** START **
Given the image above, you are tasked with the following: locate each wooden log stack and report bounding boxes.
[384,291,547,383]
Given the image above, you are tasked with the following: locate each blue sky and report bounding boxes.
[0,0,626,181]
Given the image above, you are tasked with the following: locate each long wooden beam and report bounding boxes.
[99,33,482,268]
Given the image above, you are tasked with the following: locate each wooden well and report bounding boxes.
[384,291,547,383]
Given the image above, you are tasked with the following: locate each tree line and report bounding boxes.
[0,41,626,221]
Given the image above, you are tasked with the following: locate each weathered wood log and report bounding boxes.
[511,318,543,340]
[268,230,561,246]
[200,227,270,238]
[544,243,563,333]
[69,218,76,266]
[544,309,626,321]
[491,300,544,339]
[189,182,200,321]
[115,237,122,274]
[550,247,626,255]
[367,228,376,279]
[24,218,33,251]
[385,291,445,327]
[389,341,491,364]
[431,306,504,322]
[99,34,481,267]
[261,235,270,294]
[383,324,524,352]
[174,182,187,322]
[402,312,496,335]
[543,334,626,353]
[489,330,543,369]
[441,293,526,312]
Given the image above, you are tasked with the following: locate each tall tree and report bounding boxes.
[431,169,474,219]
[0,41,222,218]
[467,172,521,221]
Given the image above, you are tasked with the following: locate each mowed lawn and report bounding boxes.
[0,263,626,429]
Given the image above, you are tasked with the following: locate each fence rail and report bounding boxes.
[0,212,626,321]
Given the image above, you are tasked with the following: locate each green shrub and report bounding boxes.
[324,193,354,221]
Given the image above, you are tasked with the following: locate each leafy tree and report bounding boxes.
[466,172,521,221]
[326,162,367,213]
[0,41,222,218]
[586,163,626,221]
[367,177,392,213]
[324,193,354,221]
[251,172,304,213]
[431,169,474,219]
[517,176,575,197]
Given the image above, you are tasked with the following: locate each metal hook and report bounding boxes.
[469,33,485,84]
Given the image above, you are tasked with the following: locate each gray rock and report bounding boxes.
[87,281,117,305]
** END **
▶ _Exercise description_
Rewrite every item above with "bounding boxes" swapped for "box coordinates" wherever it occurs. Leave everything else the same.

▶ _Answer to the exercise_
Given the image above, you are tasked with the following: locate each wooden log stack and report box coordinates.
[384,291,547,383]
Given the image above, you are tasked with the following: locate each blue sky and report box coordinates.
[0,0,626,181]
Given the image above, you are tasked with the following: locate each long wooden beam and report box coordinates.
[99,33,482,268]
Given the image above, you are tasked with the following: locate each wooden well and report box coordinates.
[384,291,547,383]
Given the image above, you are tasked with the following: locate each tree line and report box coordinates.
[0,41,626,221]
Given the image above, you are tasked with the following: locate each weathered wood log and report box coordinates.
[511,318,543,340]
[268,230,561,246]
[200,227,270,238]
[544,243,563,333]
[69,218,76,266]
[544,309,626,321]
[491,300,544,339]
[189,182,200,321]
[115,237,122,274]
[550,247,626,255]
[367,228,376,279]
[24,218,33,251]
[385,291,445,327]
[389,341,491,364]
[431,306,504,322]
[99,34,481,267]
[261,235,270,294]
[383,324,524,352]
[174,182,187,322]
[402,312,496,335]
[543,334,626,353]
[489,330,543,369]
[441,293,526,312]
Given the image above, you are tasked with the following: locate each tall tree and report box coordinates.
[431,169,474,219]
[0,41,222,218]
[467,172,521,221]
Given the image above, you are tasked with the following: locate each mowed lawn and report box coordinates.
[0,263,626,429]
Given the image above, you are tasked with the following: locate each fence rail and report box coordinates.
[0,212,626,321]
Given the image above, you are tasked with the following: locate each green shrub and report box coordinates.
[324,193,354,221]
Given the image above, you are tasked with the following: locate each leafy tree and report box coordinates.
[466,172,521,221]
[326,162,367,213]
[0,41,222,218]
[586,163,626,221]
[367,177,392,213]
[324,193,354,221]
[251,172,304,213]
[431,169,474,219]
[517,176,575,197]
Given the image above, you are tasked with the following: locate each metal hook and report box coordinates.
[469,33,485,84]
Given the image above, you are tasked with the following: locate each gray rock and report box coordinates.
[87,281,117,305]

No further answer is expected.